- _THINGS TO DO_
a: Which procedures or treatments does the passage on the IVF Protection Act name as falling outside the act's definition of IVF?
b: According to the passage on the IVF Protection Act, about how many embryos are created each year in the United States?
c: Do these statements agree with the passage on the IVF Protection Act? Answer yes or no for each and quote the words that decide it. (i) Fertility clinics may stimulate a woman's body to produce as many as 30 eggs at once. (ii) Several federal laws currently govern IVF. (iii) Most nations limit the use of preimplantation genetic testing.

- _TEXT PROVIDED_
※

Cruz and Britt assure Americans that the act does not impede states from implementing health and safety standards in their governance of IVF—but the bill says nothing about ensuring ethical standards. Such ethical standards include limiting the use of preimplantation genetic testing—wherein doctors can test an embryo for its sex, genetic makeup, potential IQ, and even features such as the child's eye color. Most nations limit the use of such technology, yet it is rampant in the United States. May states limit sex selection on the grounds of opposing the eugenic selection of a child? The act is again silent.
Worse, the act is notably lacking in key definitions. It defines IVF as “the practice whereby eggs are collected from ovaries and manually fertilized by sperm, for later placement inside of a uterus.” While this definition is fine for a popular-level explanation of IVF, it fails to account for standard variations of the procedure.
For example, one variation, Gamete Intrafallopian Transfer, extracts egg and sperm, but the moment of fertilization occurs within the woman's body, not before. Similarly, Zygote Intrafallopian Transfer places the embryo in a woman's fallopian tubes, and not her uterus. Or, what about treatments such as artificial insemination or intrauterine insemination where only sperm is extracted and placed in the woman? Are these common treatments not protected by the act since they fall outside of the provided definition of IVF?
>>> Why the IVF Industry Must Be Regulated
All these problems are byproducts of the act's most basic problem, which is its failure to grapple with how IVF is routinely practiced in the United States. In theory, IVF may seem unproblematic, but in reality, it raises many ethical issues.
Fertility clinics often artificially stimulate a woman's body to produce as many as 30 eggs at one time for the purpose of creating a surplus of embryos. This gives the clinics many options to test and select preferred embryos based on the embryonic child's sex, genetic makeup, or overall viability, but it can cause major health issues for women. Once selected, unwanted embryos are either destroyed, donated to research, or frozen indefinitely. One estimate shows that of the approximately 4.1 million embryos created each year in the United States, only 3 to 7 percent result in the live birth of a child. For the embryos involved, the success rate is very low.
You may, like Cruz and Britt, be thinking “so what?” If no state wants to prohibit IVF, then the IVF Protection Act is a simple affirmation of Republican support for couples experiencing infertility, right? Not so fast. No federal laws currently govern IVF, and only one regulation—the Fertility Clinic Success Rate and Certification Act—requires clinics to report their success rates and basic birth outcomes to the Centers for Disease Control and Prevention. But by introducing an act that gives the federal government the right to dictate how states govern access to IVF, Cruz and Britt open the door for federal lawmakers and regulatory agencies to define, interpret, and apply this law as they see fit, which could lead to many unintended consequences.
Cruz and Britt's political folly lies in their uncritical focus on supporting the fertility industry, rather than the best interests of parents, women, and children. It's time for Republicans to recognize that the ground is shifting beneath their feet and regulate IVF according to the highest standard of medical and ethical care that prioritizes parents, not the profits of the self-regulated fertility industry.

※

- _DATA FOR REVIEW_
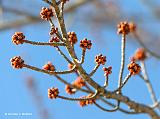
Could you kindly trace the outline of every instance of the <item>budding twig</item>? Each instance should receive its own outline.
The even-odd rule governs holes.
[[[155,95],[155,92],[153,90],[153,87],[152,87],[152,84],[148,78],[148,74],[147,74],[147,71],[146,71],[146,66],[145,66],[145,62],[144,61],[141,61],[141,67],[142,67],[142,79],[145,81],[146,83],[146,86],[148,88],[148,91],[150,93],[150,96],[151,96],[151,99],[152,99],[152,102],[153,104],[157,104],[157,98],[156,98],[156,95]],[[157,106],[158,109],[160,110],[160,105]]]
[[[99,66],[100,66],[100,65],[97,64],[97,65],[94,67],[93,71],[89,74],[90,77],[94,75],[94,73],[97,71],[97,69],[99,68]]]
[[[59,54],[70,64],[73,64],[71,62],[71,60],[69,60],[69,58],[61,51],[61,49],[59,47],[56,47],[56,50],[59,52]]]
[[[91,97],[87,97],[87,98],[69,98],[69,97],[64,97],[60,95],[58,95],[58,97],[61,99],[70,100],[70,101],[86,101],[86,100],[95,99],[97,95],[98,95],[98,91],[96,91]]]
[[[85,49],[83,49],[83,50],[82,50],[82,56],[81,56],[80,64],[83,64],[83,63],[84,63],[85,54],[86,54],[86,50],[85,50]]]
[[[24,40],[25,43],[32,44],[32,45],[48,45],[48,46],[65,46],[65,43],[42,43],[42,42],[35,42],[35,41],[29,41]]]
[[[120,90],[125,86],[125,84],[128,82],[128,80],[129,80],[129,78],[130,78],[131,76],[132,76],[132,74],[129,73],[129,74],[125,77],[122,85],[121,85],[118,89],[116,89],[114,92],[120,91]]]
[[[122,34],[122,44],[121,44],[121,67],[119,71],[119,80],[118,80],[118,87],[122,85],[122,77],[124,71],[124,64],[125,64],[125,42],[126,42],[126,35]],[[119,90],[121,93],[121,90]]]
[[[73,73],[74,70],[75,70],[76,66],[74,65],[72,69],[70,70],[66,70],[66,71],[55,71],[54,73],[55,74],[70,74],[70,73]]]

※

- _TASK ANSWERS_
a: Gamete Intrafallopian Transfer, Zygote Intrafallopian Transfer, artificial insemination, intrauterine insemination

b: Approximately 4.1 million.

c:
(i) Yes: "Fertility clinics often artificially stimulate a woman's body to produce as many as 30 eggs at one time"
(ii) No: "No federal laws currently govern IVF"
(iii) Yes: "Most nations limit the use of such technology"